文書の抜粋:
###

アメリカで高血圧の定義が130/80mmHgとなったので、欧州高血圧学会が注目されていましたが、高血圧は140/90mmHgと今までと同じ基準のままで維持され、降圧目標が「忍容性があれば」130/80mmHg未満に引き下げられました。
「忍容性」という聞きなれない言葉がでてきましたが、この忍容性とはどういうことなのでしょうか?
目次
忍容性と翻訳する前の英語原文でみる欧州高血圧治療ガイドライン
簡単に治療目標を「忍容性があれば…」なんて書きましたが、欧州のガイドラインでは、糖尿病や高齢者などの場合分けをして治療目標について詳細に言及しています。高血圧に興味がある方は英語の勉強と高血圧の勉強を兼ねて読んでみるのも面白いですね。
この中で一般的な場合の治療目標がまとめとして出てきているのが、2章イントロダクションと12章キーメッセージのところでしょう。
そこに、「忍容性」と訳される「tolerated」がでてきます。
それでは、みていきましょう。
2.1 What is new and what has changed in the 2018 ESC/ESH Arterial Hypertension Guidelines?
この2.1では、2013と2018の違いについて、表でまとめてあります。
表中で、2018年の「BP treatment targets」で以下の引用のように well tolerated という言葉がでてきます。(BPはblood pressureで血圧という意味です)
It is recommended that the first objective of treatment should be to lower BP to <140/90 mmHg in all patients and, provided that the treatment is well tolerated, treated BP values should be targeted to 130/80 mmHg or lower in most patients.
https://academic.oup.com/eurheartj/article/39/33/3021/5079119
簡単に訳してみると、「すべての患者の当初の目標は140/90 mmHg未満に降圧することだが、忍容性があればほとんどの患者で130/80 mmHg以下にするのが推奨される。 」ってことですね。
12 Key messages:How low should SBP be lowered?
12章は質疑形式になっており、その中での一つの質問が、「
How low should SBP be lowered?」です。ここでの、SBPとは、「
Systolic blood pressure」の略であり、収縮期血圧(最高血圧)の意味です。どのように最高血圧を下げればよいかということについてまとめられています。
その中の忍容性がでてきそうなところを引用します。
There is also evidence to support targeting SBP to 130 mmHg for most patients, if tolerated. Even lower SBP levels (<130 mmHg) will be tolerated and potentially beneficial for some patients, especially to further reduce the risk of stroke. SBP should not be targeted to <120 mmHg because the balance of benefit vs. harm becomes concerning at these levels of treated SBP.

###

必須の課題:
**A)** 欧州高血圧ガイドラインの解説文によると、欧州高血圧学会が変更せずに維持した高血圧の基準値はいくつですか。
**B)** 欧州高血圧ガイドラインの解説文を、最後の英語の引用文の後から書き継いでください。
データは使わなくてかまいません。

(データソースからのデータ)
###

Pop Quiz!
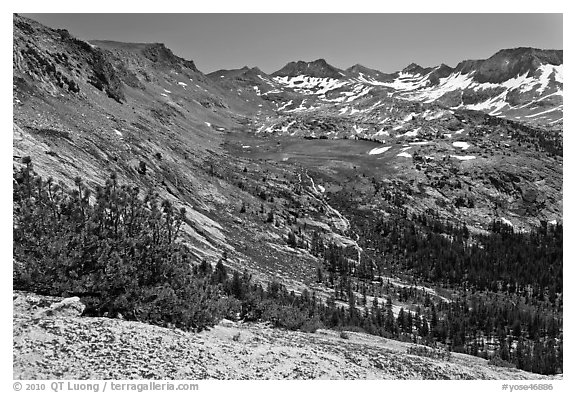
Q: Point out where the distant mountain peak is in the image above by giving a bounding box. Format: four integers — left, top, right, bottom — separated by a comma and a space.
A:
272, 58, 344, 79
402, 63, 426, 74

###

記述解答:
**A)** 140/90mmHgです。

**B)**
https://academic.oup.com/eurheartj/article/39/33/3021/5079119
簡単には「忍容性があれば130mmHgがほとんどの患者で目標になるが、さらに血圧を下げると心臓や脳卒中のリスクが下がるが、120mmHgより低くするのは、利益と不利益のバランスを考えると目標にするべきではない。」ってことですね。
「忍容性」とは?
さて英語の「tolerated」が訳された「忍容性」ですが、高血圧薬をはじめ薬学系でよく使う単語です。認容性ともいうようですが、あまり見たことありません。
忍容性とは、医薬品には必ず副作用があるとの前提で使われる言葉です。すなわち、医薬品によって起こる有害な作用に患者がどれだけ耐えられるかの程度を示したものが忍容性になります。
忍容性が高い薬物と忍容性が低い薬物
副作用があったとしても患者が十分に耐えられる程度であれば忍容性が高い薬物となります。
逆に、忍容性が低い薬物の場合、他に有効な薬物がないほど有用な薬物でない限り、医薬品にはならないといえます。
高血圧治療における忍容性
それでは、高血圧治療に対する忍容性に関してはどうでしょうか?
調べてみましたが、降圧の治療に関して忍容性を判断する明確な基準はないようです。つまり、患者個人個人に対して、高血圧治療による身体的精神的影響が出ていないか確認しながら忍容性の判断を行うことになります。この身体的精神的影響は、血圧の低下により起こる場合と、降圧薬そのものの場合、そして不定愁訴の場合もあります。
この因果関係を確認して、それを治療に結び付けていく必要があります。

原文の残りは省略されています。